-- Task brief --
Everything from the line with "[detect] officer's bald head" down to the line with "[detect] person in white shirt" below must be printed exactly, those two lines included. Exclude pictures.

-- The records --
+-------+

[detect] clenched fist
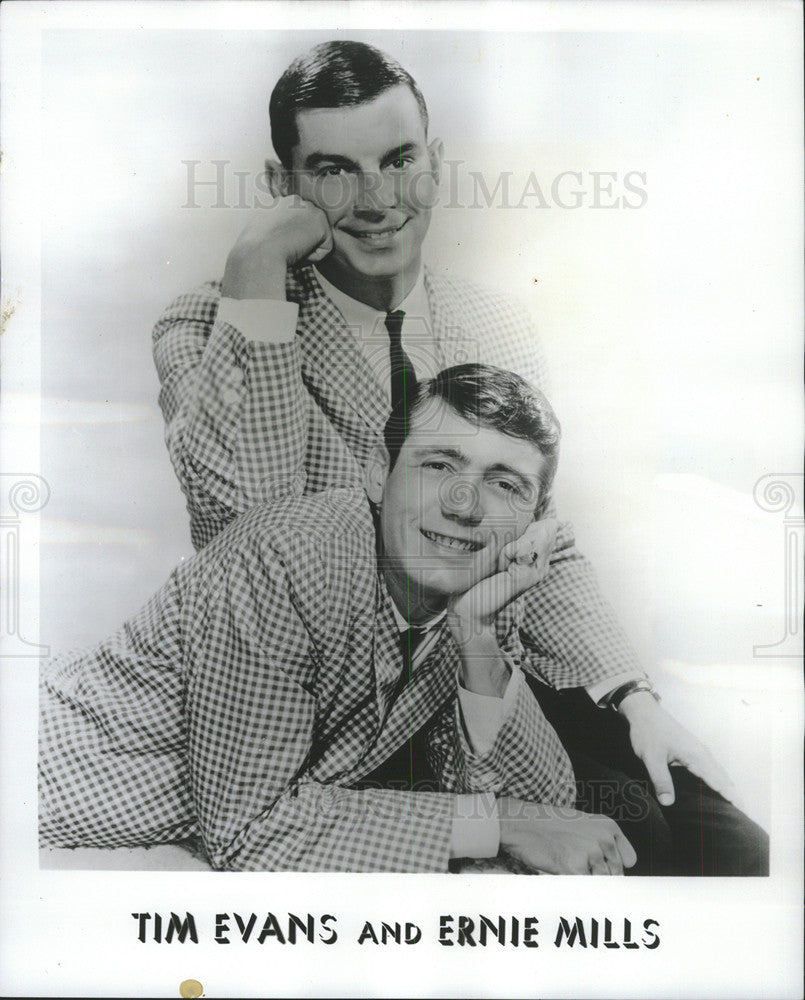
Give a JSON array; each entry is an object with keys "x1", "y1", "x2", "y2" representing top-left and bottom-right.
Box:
[{"x1": 222, "y1": 196, "x2": 333, "y2": 300}]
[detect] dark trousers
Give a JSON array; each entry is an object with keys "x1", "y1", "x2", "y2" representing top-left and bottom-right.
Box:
[
  {"x1": 361, "y1": 679, "x2": 769, "y2": 876},
  {"x1": 524, "y1": 676, "x2": 769, "y2": 876}
]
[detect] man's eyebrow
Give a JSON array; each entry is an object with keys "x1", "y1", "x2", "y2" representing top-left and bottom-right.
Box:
[
  {"x1": 303, "y1": 152, "x2": 360, "y2": 170},
  {"x1": 303, "y1": 141, "x2": 421, "y2": 172},
  {"x1": 410, "y1": 446, "x2": 468, "y2": 464},
  {"x1": 379, "y1": 140, "x2": 420, "y2": 164},
  {"x1": 486, "y1": 463, "x2": 539, "y2": 490}
]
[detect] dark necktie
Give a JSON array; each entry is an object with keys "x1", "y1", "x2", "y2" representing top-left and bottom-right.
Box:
[
  {"x1": 356, "y1": 624, "x2": 437, "y2": 792},
  {"x1": 385, "y1": 310, "x2": 417, "y2": 409},
  {"x1": 393, "y1": 625, "x2": 427, "y2": 702}
]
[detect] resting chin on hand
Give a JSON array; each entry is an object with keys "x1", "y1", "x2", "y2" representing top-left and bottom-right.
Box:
[
  {"x1": 447, "y1": 519, "x2": 557, "y2": 698},
  {"x1": 221, "y1": 194, "x2": 333, "y2": 301},
  {"x1": 446, "y1": 518, "x2": 636, "y2": 876}
]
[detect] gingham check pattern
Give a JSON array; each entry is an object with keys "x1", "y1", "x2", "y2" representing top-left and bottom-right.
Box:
[
  {"x1": 40, "y1": 490, "x2": 575, "y2": 871},
  {"x1": 152, "y1": 263, "x2": 642, "y2": 689}
]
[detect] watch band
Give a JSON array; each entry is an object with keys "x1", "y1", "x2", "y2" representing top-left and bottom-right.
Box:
[{"x1": 608, "y1": 678, "x2": 660, "y2": 711}]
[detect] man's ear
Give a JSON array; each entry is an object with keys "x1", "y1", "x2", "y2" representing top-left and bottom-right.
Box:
[
  {"x1": 427, "y1": 138, "x2": 444, "y2": 185},
  {"x1": 264, "y1": 158, "x2": 293, "y2": 198},
  {"x1": 365, "y1": 443, "x2": 390, "y2": 505}
]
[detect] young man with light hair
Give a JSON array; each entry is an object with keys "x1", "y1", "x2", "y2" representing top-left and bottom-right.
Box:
[{"x1": 40, "y1": 365, "x2": 767, "y2": 874}]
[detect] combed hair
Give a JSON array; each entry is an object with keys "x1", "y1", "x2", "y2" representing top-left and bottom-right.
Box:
[
  {"x1": 383, "y1": 363, "x2": 561, "y2": 518},
  {"x1": 270, "y1": 40, "x2": 429, "y2": 167}
]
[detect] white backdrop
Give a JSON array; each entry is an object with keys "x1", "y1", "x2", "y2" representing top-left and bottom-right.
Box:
[{"x1": 2, "y1": 3, "x2": 802, "y2": 998}]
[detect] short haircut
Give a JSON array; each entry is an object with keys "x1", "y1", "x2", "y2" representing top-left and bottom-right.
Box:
[
  {"x1": 383, "y1": 363, "x2": 561, "y2": 518},
  {"x1": 270, "y1": 40, "x2": 429, "y2": 168}
]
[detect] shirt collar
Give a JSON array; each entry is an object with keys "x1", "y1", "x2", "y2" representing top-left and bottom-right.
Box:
[
  {"x1": 388, "y1": 598, "x2": 446, "y2": 635},
  {"x1": 313, "y1": 265, "x2": 430, "y2": 334}
]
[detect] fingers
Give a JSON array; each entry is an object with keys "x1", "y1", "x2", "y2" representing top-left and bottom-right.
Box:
[
  {"x1": 595, "y1": 820, "x2": 634, "y2": 874},
  {"x1": 532, "y1": 546, "x2": 551, "y2": 578},
  {"x1": 279, "y1": 196, "x2": 333, "y2": 262},
  {"x1": 580, "y1": 818, "x2": 633, "y2": 875},
  {"x1": 501, "y1": 806, "x2": 636, "y2": 876},
  {"x1": 495, "y1": 536, "x2": 519, "y2": 572},
  {"x1": 527, "y1": 525, "x2": 555, "y2": 578},
  {"x1": 534, "y1": 519, "x2": 558, "y2": 569},
  {"x1": 588, "y1": 852, "x2": 615, "y2": 875},
  {"x1": 589, "y1": 848, "x2": 624, "y2": 876},
  {"x1": 306, "y1": 227, "x2": 334, "y2": 262},
  {"x1": 613, "y1": 827, "x2": 637, "y2": 869},
  {"x1": 643, "y1": 751, "x2": 675, "y2": 806},
  {"x1": 628, "y1": 704, "x2": 739, "y2": 808},
  {"x1": 494, "y1": 535, "x2": 539, "y2": 596},
  {"x1": 496, "y1": 523, "x2": 555, "y2": 581}
]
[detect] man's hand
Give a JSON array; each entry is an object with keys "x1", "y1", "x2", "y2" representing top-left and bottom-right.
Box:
[
  {"x1": 222, "y1": 196, "x2": 334, "y2": 300},
  {"x1": 447, "y1": 519, "x2": 558, "y2": 641},
  {"x1": 618, "y1": 691, "x2": 737, "y2": 807},
  {"x1": 498, "y1": 798, "x2": 637, "y2": 875},
  {"x1": 447, "y1": 519, "x2": 557, "y2": 698}
]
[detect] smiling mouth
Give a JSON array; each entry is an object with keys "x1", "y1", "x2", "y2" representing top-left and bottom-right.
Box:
[
  {"x1": 343, "y1": 221, "x2": 408, "y2": 241},
  {"x1": 421, "y1": 528, "x2": 485, "y2": 553}
]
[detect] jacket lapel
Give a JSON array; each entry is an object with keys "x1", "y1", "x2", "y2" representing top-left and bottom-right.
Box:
[
  {"x1": 371, "y1": 587, "x2": 406, "y2": 718},
  {"x1": 288, "y1": 266, "x2": 390, "y2": 440},
  {"x1": 424, "y1": 268, "x2": 479, "y2": 372},
  {"x1": 359, "y1": 617, "x2": 458, "y2": 778},
  {"x1": 290, "y1": 265, "x2": 478, "y2": 444}
]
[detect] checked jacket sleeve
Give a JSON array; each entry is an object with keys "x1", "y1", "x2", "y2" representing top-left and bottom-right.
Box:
[
  {"x1": 423, "y1": 624, "x2": 577, "y2": 809},
  {"x1": 517, "y1": 508, "x2": 645, "y2": 690},
  {"x1": 184, "y1": 529, "x2": 455, "y2": 872},
  {"x1": 153, "y1": 281, "x2": 313, "y2": 550}
]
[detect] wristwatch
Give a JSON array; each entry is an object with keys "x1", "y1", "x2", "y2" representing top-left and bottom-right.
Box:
[{"x1": 608, "y1": 678, "x2": 660, "y2": 711}]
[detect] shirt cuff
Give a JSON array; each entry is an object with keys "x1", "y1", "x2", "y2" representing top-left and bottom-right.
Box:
[
  {"x1": 218, "y1": 297, "x2": 299, "y2": 344},
  {"x1": 457, "y1": 661, "x2": 522, "y2": 756},
  {"x1": 586, "y1": 670, "x2": 646, "y2": 707},
  {"x1": 450, "y1": 792, "x2": 500, "y2": 859}
]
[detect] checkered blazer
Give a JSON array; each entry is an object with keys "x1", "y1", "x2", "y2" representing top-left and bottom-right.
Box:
[
  {"x1": 153, "y1": 264, "x2": 642, "y2": 688},
  {"x1": 40, "y1": 489, "x2": 576, "y2": 872}
]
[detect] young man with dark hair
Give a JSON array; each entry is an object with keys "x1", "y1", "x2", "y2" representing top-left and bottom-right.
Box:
[
  {"x1": 153, "y1": 39, "x2": 739, "y2": 824},
  {"x1": 381, "y1": 363, "x2": 560, "y2": 519},
  {"x1": 40, "y1": 365, "x2": 767, "y2": 874},
  {"x1": 269, "y1": 39, "x2": 430, "y2": 171}
]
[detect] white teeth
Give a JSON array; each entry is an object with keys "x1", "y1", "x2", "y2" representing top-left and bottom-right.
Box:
[
  {"x1": 422, "y1": 529, "x2": 481, "y2": 552},
  {"x1": 353, "y1": 229, "x2": 398, "y2": 240}
]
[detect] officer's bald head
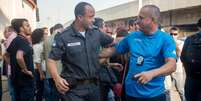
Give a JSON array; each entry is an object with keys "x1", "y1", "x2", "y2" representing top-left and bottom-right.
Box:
[{"x1": 74, "y1": 2, "x2": 93, "y2": 17}]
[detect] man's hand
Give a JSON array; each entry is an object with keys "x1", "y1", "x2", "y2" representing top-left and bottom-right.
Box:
[
  {"x1": 21, "y1": 68, "x2": 34, "y2": 78},
  {"x1": 134, "y1": 71, "x2": 155, "y2": 85},
  {"x1": 48, "y1": 59, "x2": 69, "y2": 94},
  {"x1": 99, "y1": 47, "x2": 116, "y2": 58},
  {"x1": 54, "y1": 76, "x2": 70, "y2": 94},
  {"x1": 40, "y1": 73, "x2": 45, "y2": 80},
  {"x1": 109, "y1": 63, "x2": 124, "y2": 72}
]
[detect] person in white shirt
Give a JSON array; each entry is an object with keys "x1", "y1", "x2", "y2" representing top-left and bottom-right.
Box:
[
  {"x1": 169, "y1": 27, "x2": 185, "y2": 101},
  {"x1": 31, "y1": 28, "x2": 45, "y2": 101}
]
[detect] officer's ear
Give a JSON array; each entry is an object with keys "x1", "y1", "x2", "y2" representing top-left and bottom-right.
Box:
[{"x1": 77, "y1": 15, "x2": 83, "y2": 21}]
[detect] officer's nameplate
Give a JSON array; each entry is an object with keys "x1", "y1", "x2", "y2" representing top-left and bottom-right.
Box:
[{"x1": 67, "y1": 42, "x2": 81, "y2": 46}]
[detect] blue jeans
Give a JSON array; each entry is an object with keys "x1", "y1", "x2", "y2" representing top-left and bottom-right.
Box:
[
  {"x1": 185, "y1": 77, "x2": 201, "y2": 101},
  {"x1": 125, "y1": 93, "x2": 166, "y2": 101},
  {"x1": 44, "y1": 78, "x2": 60, "y2": 101},
  {"x1": 8, "y1": 78, "x2": 15, "y2": 101}
]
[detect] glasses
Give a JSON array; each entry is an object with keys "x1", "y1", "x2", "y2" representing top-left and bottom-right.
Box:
[{"x1": 170, "y1": 33, "x2": 178, "y2": 36}]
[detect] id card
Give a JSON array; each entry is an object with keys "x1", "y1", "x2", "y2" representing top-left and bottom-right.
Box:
[{"x1": 136, "y1": 56, "x2": 144, "y2": 66}]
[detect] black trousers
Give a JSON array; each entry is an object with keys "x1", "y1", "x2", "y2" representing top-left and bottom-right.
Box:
[
  {"x1": 60, "y1": 83, "x2": 100, "y2": 101},
  {"x1": 13, "y1": 84, "x2": 35, "y2": 101},
  {"x1": 185, "y1": 77, "x2": 201, "y2": 101},
  {"x1": 125, "y1": 93, "x2": 166, "y2": 101},
  {"x1": 99, "y1": 82, "x2": 111, "y2": 101}
]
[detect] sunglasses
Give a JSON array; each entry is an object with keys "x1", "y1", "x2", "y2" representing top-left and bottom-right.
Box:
[{"x1": 170, "y1": 33, "x2": 178, "y2": 36}]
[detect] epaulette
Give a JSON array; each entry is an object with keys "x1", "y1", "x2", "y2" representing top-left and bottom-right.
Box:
[{"x1": 61, "y1": 26, "x2": 72, "y2": 33}]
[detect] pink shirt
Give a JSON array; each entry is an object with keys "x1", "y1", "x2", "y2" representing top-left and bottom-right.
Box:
[
  {"x1": 3, "y1": 32, "x2": 17, "y2": 76},
  {"x1": 5, "y1": 32, "x2": 17, "y2": 49}
]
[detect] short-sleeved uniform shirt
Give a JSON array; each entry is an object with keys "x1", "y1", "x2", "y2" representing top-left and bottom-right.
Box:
[
  {"x1": 49, "y1": 24, "x2": 113, "y2": 80},
  {"x1": 7, "y1": 35, "x2": 34, "y2": 86},
  {"x1": 115, "y1": 29, "x2": 177, "y2": 98}
]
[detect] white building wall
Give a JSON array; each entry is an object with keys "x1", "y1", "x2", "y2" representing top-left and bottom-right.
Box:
[
  {"x1": 0, "y1": 10, "x2": 10, "y2": 39},
  {"x1": 0, "y1": 0, "x2": 36, "y2": 39},
  {"x1": 96, "y1": 0, "x2": 201, "y2": 22}
]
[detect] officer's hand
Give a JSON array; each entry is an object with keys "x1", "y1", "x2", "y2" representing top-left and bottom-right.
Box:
[
  {"x1": 21, "y1": 68, "x2": 34, "y2": 78},
  {"x1": 134, "y1": 71, "x2": 155, "y2": 85},
  {"x1": 54, "y1": 76, "x2": 70, "y2": 94}
]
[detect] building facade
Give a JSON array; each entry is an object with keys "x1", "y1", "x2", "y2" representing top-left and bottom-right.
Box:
[
  {"x1": 96, "y1": 0, "x2": 201, "y2": 37},
  {"x1": 0, "y1": 0, "x2": 38, "y2": 39}
]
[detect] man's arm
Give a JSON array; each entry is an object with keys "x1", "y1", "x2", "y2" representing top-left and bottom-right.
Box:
[
  {"x1": 153, "y1": 58, "x2": 176, "y2": 76},
  {"x1": 47, "y1": 59, "x2": 60, "y2": 81},
  {"x1": 35, "y1": 63, "x2": 45, "y2": 80},
  {"x1": 135, "y1": 58, "x2": 176, "y2": 84},
  {"x1": 16, "y1": 50, "x2": 33, "y2": 77},
  {"x1": 148, "y1": 58, "x2": 176, "y2": 76},
  {"x1": 3, "y1": 52, "x2": 10, "y2": 65},
  {"x1": 48, "y1": 34, "x2": 70, "y2": 94},
  {"x1": 99, "y1": 31, "x2": 130, "y2": 58},
  {"x1": 99, "y1": 57, "x2": 123, "y2": 72},
  {"x1": 47, "y1": 58, "x2": 69, "y2": 94}
]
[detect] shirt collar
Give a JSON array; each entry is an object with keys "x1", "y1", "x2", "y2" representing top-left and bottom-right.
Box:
[
  {"x1": 70, "y1": 22, "x2": 92, "y2": 37},
  {"x1": 140, "y1": 29, "x2": 160, "y2": 38}
]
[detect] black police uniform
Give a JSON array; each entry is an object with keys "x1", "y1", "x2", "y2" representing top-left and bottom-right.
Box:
[{"x1": 49, "y1": 24, "x2": 113, "y2": 101}]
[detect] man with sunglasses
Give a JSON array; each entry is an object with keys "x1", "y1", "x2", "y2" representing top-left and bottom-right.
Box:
[
  {"x1": 169, "y1": 27, "x2": 186, "y2": 101},
  {"x1": 170, "y1": 27, "x2": 179, "y2": 40},
  {"x1": 99, "y1": 5, "x2": 177, "y2": 101}
]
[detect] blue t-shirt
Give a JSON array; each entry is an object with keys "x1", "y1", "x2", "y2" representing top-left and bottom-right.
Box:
[{"x1": 115, "y1": 30, "x2": 177, "y2": 98}]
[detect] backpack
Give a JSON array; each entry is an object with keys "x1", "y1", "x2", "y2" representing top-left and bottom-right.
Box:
[{"x1": 181, "y1": 32, "x2": 201, "y2": 76}]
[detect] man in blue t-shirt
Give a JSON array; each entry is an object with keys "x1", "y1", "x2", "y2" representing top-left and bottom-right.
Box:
[{"x1": 99, "y1": 5, "x2": 177, "y2": 101}]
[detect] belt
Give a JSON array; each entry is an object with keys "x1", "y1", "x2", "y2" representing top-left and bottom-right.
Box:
[
  {"x1": 63, "y1": 77, "x2": 99, "y2": 88},
  {"x1": 76, "y1": 79, "x2": 98, "y2": 85}
]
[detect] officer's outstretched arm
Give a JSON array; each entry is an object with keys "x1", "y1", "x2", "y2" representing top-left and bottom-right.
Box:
[{"x1": 47, "y1": 58, "x2": 70, "y2": 94}]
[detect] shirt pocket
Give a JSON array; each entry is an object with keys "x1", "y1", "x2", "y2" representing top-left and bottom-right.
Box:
[{"x1": 66, "y1": 42, "x2": 83, "y2": 55}]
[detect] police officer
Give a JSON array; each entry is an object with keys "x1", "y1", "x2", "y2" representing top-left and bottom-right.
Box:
[{"x1": 47, "y1": 2, "x2": 113, "y2": 101}]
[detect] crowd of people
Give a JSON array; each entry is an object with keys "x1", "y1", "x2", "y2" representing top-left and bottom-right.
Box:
[{"x1": 0, "y1": 1, "x2": 201, "y2": 101}]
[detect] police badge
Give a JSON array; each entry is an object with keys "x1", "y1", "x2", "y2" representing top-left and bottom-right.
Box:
[{"x1": 136, "y1": 56, "x2": 144, "y2": 66}]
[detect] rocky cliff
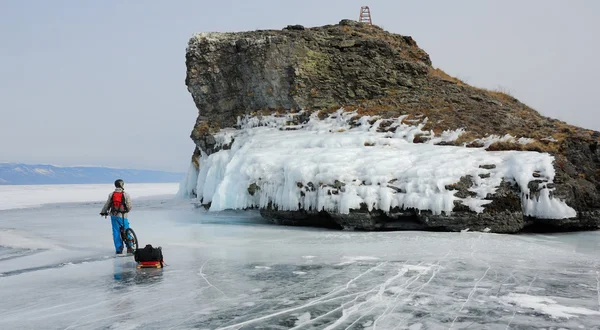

+-------+

-- Response --
[detect] officer's bald head
Give a JSON array; each entry is an object with keys "x1", "y1", "x2", "y2" representing top-left and bottom-right.
Box:
[{"x1": 74, "y1": 2, "x2": 93, "y2": 17}]
[detect] man's hand
Give a JSON array; each entry is an object with keys "x1", "y1", "x2", "y2" representing top-left and bottom-right.
Box:
[
  {"x1": 21, "y1": 68, "x2": 34, "y2": 78},
  {"x1": 134, "y1": 71, "x2": 155, "y2": 85},
  {"x1": 48, "y1": 59, "x2": 69, "y2": 94},
  {"x1": 99, "y1": 47, "x2": 116, "y2": 58},
  {"x1": 54, "y1": 76, "x2": 70, "y2": 94},
  {"x1": 40, "y1": 73, "x2": 45, "y2": 80},
  {"x1": 109, "y1": 63, "x2": 124, "y2": 72}
]
[detect] person in white shirt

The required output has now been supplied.